### WHAT TO DO
Print exactly the lines from the one containing "logo in the photo above." through the last line of the listing, both included.

-------------------------

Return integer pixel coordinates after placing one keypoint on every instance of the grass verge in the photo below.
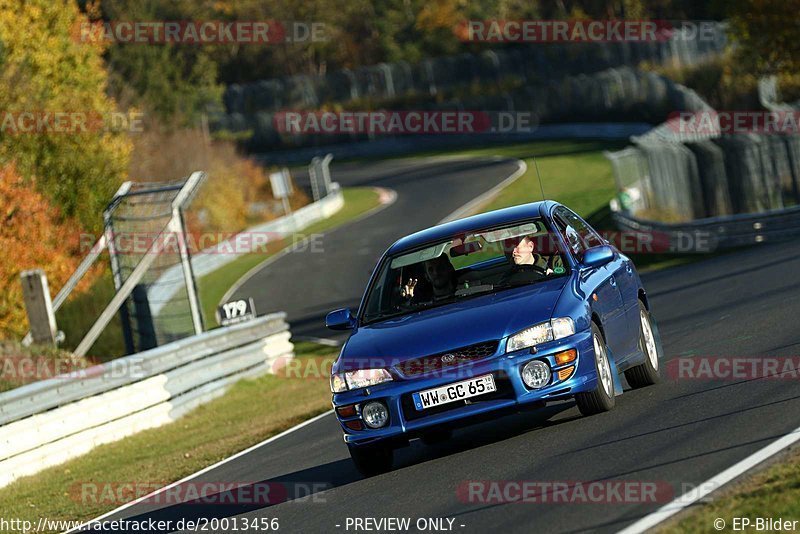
(771, 493)
(251, 411)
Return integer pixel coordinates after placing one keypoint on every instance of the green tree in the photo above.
(45, 68)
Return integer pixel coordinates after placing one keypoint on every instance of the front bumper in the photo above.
(406, 422)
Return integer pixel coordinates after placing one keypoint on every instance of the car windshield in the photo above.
(462, 267)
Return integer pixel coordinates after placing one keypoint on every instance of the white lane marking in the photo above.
(204, 470)
(712, 484)
(473, 204)
(386, 197)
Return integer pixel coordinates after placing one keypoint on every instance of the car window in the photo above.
(576, 232)
(462, 267)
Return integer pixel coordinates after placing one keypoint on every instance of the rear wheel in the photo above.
(602, 398)
(646, 373)
(372, 459)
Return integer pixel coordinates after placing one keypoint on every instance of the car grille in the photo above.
(445, 360)
(504, 391)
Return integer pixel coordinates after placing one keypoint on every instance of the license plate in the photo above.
(454, 392)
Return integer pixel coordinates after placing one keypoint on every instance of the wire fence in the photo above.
(678, 179)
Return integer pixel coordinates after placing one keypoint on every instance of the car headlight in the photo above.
(541, 333)
(338, 383)
(360, 378)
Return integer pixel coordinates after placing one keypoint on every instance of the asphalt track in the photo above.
(676, 434)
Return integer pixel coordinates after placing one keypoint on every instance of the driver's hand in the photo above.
(407, 291)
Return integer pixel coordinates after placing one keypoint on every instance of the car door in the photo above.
(600, 284)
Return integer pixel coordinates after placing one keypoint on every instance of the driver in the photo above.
(527, 265)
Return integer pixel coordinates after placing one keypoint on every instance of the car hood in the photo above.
(482, 318)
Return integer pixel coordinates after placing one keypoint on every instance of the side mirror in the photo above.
(598, 256)
(341, 319)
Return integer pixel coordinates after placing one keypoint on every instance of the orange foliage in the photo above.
(33, 234)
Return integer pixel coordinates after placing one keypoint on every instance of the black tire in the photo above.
(599, 400)
(436, 436)
(645, 374)
(373, 459)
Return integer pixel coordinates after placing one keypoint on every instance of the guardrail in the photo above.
(217, 256)
(717, 233)
(49, 422)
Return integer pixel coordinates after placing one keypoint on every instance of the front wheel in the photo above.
(602, 398)
(646, 373)
(372, 459)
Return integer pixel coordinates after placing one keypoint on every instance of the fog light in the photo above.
(346, 411)
(536, 374)
(354, 425)
(566, 373)
(375, 414)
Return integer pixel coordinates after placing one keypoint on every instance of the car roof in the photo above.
(481, 221)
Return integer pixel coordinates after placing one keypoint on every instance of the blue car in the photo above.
(478, 317)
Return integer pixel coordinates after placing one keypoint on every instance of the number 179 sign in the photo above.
(236, 311)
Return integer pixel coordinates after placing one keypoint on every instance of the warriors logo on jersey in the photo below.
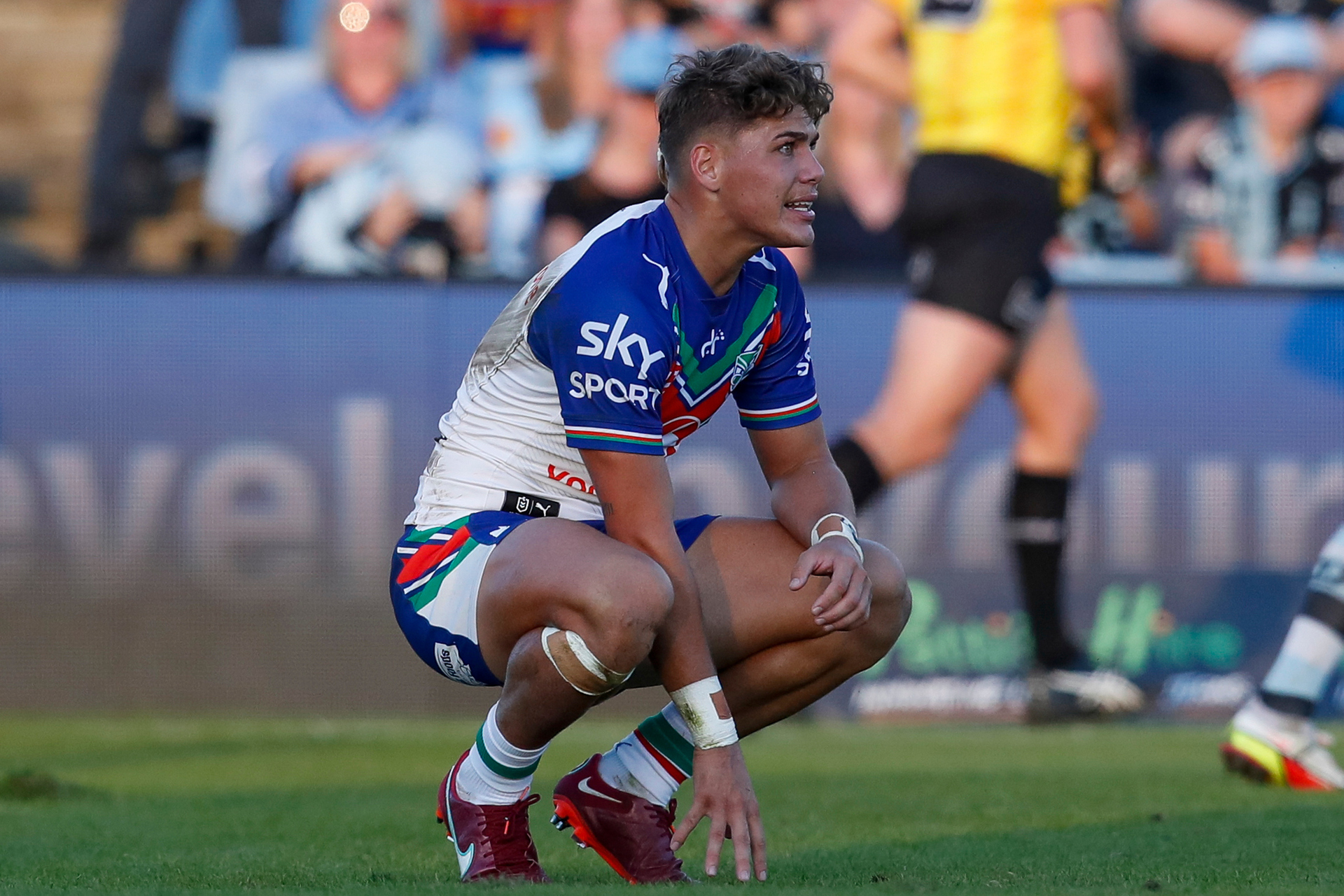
(619, 346)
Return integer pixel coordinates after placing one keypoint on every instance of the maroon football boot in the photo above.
(489, 841)
(631, 834)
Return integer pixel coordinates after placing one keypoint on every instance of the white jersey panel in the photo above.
(504, 431)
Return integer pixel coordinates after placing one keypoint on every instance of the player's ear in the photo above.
(706, 164)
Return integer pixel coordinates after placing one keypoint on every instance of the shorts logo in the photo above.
(589, 384)
(451, 664)
(530, 504)
(1026, 304)
(921, 269)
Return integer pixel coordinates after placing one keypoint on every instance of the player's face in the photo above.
(771, 178)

-------------------------

### RESPONSE BOX
Return integer pixel coordinates after placing one keypoint on every instance of the shorts logo in the photo above.
(589, 384)
(451, 664)
(530, 504)
(1026, 304)
(921, 269)
Return integer pixel coordinates after placing one keypoint on every instance of the player's face in the photo above.
(771, 178)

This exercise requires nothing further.